** begin Material for the task **
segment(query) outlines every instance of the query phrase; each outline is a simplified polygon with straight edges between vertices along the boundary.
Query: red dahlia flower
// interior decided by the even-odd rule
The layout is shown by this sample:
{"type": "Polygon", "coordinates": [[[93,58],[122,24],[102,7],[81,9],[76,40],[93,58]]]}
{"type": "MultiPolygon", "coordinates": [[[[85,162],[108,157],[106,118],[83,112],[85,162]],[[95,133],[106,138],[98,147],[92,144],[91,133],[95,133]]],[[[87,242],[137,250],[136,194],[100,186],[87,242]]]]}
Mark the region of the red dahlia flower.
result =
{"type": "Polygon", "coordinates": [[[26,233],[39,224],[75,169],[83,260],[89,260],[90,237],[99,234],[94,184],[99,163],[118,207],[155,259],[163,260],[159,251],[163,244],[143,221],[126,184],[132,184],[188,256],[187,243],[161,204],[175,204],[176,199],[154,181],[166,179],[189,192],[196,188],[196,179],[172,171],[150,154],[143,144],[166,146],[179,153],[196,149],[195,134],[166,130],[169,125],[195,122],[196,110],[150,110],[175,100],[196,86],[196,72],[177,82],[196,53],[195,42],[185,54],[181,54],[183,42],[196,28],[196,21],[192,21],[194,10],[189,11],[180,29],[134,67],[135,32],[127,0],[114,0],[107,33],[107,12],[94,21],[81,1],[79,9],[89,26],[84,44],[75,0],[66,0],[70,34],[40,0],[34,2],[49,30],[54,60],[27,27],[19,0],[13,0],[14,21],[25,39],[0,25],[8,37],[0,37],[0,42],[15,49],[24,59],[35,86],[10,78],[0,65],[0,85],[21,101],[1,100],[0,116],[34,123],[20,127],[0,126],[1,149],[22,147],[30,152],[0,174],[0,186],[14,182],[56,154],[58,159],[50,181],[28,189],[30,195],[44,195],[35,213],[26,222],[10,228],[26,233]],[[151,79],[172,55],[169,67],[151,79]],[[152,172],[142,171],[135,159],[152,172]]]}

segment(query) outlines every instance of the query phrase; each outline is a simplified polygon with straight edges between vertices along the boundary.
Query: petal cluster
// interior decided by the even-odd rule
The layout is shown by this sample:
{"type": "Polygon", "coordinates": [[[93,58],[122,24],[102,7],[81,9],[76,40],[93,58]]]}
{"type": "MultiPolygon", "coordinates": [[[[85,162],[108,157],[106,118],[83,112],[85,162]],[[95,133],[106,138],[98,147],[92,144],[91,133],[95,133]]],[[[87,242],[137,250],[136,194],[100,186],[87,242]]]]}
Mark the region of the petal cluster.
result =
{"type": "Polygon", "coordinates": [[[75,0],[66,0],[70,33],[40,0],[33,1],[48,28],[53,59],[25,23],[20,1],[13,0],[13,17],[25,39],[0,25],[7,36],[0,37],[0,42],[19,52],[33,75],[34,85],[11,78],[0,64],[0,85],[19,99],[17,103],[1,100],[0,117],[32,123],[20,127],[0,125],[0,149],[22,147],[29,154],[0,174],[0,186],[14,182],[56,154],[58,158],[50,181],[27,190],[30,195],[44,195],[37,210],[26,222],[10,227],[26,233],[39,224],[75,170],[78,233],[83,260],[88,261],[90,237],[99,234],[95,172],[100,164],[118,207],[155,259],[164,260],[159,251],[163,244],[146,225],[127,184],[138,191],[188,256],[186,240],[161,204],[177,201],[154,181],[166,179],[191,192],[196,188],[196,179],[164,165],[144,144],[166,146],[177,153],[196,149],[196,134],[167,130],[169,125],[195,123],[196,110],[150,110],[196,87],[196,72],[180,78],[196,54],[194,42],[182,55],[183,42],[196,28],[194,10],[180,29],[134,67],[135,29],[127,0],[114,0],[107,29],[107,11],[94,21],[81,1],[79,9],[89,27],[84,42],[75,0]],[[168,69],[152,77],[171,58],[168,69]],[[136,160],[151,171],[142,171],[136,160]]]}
** end Material for the task **
Work to do: Would you copy out each line exactly as written?

Answer to this problem:
segment(query) outlines every instance of the query phrase; each outline is a simplified polygon with straight edges between vertices along the boundary.
Query: red dahlia flower
// interior decided by the even-odd rule
The layout is shown by this sample:
{"type": "Polygon", "coordinates": [[[93,58],[122,24],[102,7],[81,9],[76,40],[93,58]]]}
{"type": "MultiPolygon", "coordinates": [[[[85,162],[108,157],[106,118],[83,112],[85,162]],[[95,133],[106,138],[98,147],[92,144],[91,133],[95,133]]],[[[87,242],[137,250],[136,194],[100,186],[87,242]]]]}
Mark the region of the red dahlia flower.
result =
{"type": "Polygon", "coordinates": [[[26,233],[39,224],[75,169],[83,260],[89,260],[90,237],[99,234],[94,184],[99,163],[118,207],[155,259],[163,260],[159,251],[163,244],[143,221],[126,184],[132,184],[188,256],[187,243],[161,204],[175,204],[176,199],[154,181],[166,179],[189,192],[196,188],[196,179],[172,171],[150,154],[143,144],[166,146],[179,153],[196,149],[195,134],[166,130],[169,125],[195,122],[196,110],[150,110],[175,100],[196,86],[196,72],[177,82],[196,53],[195,42],[185,54],[181,54],[183,42],[196,28],[196,21],[192,21],[194,10],[189,11],[180,29],[134,67],[135,32],[127,0],[114,0],[107,33],[107,12],[94,21],[81,1],[79,9],[89,26],[84,44],[75,0],[66,0],[70,34],[40,0],[34,2],[49,30],[54,60],[27,27],[19,0],[13,0],[14,21],[25,39],[0,25],[8,37],[0,37],[0,42],[15,49],[24,59],[35,86],[10,78],[0,65],[0,85],[21,101],[1,100],[0,116],[34,123],[20,127],[0,126],[1,149],[22,147],[30,152],[0,174],[0,186],[14,182],[56,154],[58,159],[50,181],[28,189],[30,195],[44,195],[35,213],[26,222],[10,228],[26,233]],[[151,79],[172,55],[169,67],[151,79]],[[152,172],[142,171],[135,159],[152,172]]]}

segment(query) outlines every instance of the query phrase; each outline is a simplified polygon with straight edges between vertices along the boundary.
Query: petal cluster
// interior decided by the even-odd rule
The layout is shown by this sample:
{"type": "Polygon", "coordinates": [[[93,58],[122,24],[102,7],[81,9],[76,40],[93,58]]]}
{"type": "MultiPolygon", "coordinates": [[[[85,162],[108,157],[106,118],[83,112],[85,162]],[[95,133],[106,138],[98,147],[92,144],[91,133],[95,133]]],[[[87,242],[137,250],[136,194],[100,186],[87,242]]]]}
Mark the region of the petal cluster.
result =
{"type": "Polygon", "coordinates": [[[75,0],[66,0],[70,33],[40,0],[33,1],[48,28],[53,59],[25,23],[20,1],[13,0],[13,17],[25,39],[0,25],[7,36],[0,37],[0,42],[19,52],[33,75],[34,85],[11,78],[0,64],[0,85],[19,99],[17,103],[1,100],[0,117],[32,123],[20,127],[0,125],[0,149],[22,147],[29,154],[0,174],[0,186],[14,182],[56,154],[58,158],[50,181],[27,190],[30,195],[44,195],[37,210],[26,222],[10,227],[26,233],[39,224],[75,170],[78,233],[83,260],[88,261],[90,237],[99,234],[95,172],[100,164],[118,207],[155,259],[164,260],[159,251],[163,244],[146,225],[127,184],[138,191],[188,256],[186,240],[161,204],[177,201],[154,181],[166,179],[191,192],[196,188],[196,179],[164,165],[144,144],[166,146],[177,153],[196,149],[196,134],[167,130],[169,125],[195,123],[196,110],[150,110],[196,87],[196,72],[180,78],[196,54],[194,42],[182,55],[183,42],[196,28],[194,10],[180,29],[134,67],[135,29],[127,0],[114,0],[107,29],[107,11],[94,21],[81,1],[79,9],[89,27],[84,42],[75,0]],[[168,69],[152,77],[171,58],[168,69]],[[136,160],[151,171],[142,171],[136,160]]]}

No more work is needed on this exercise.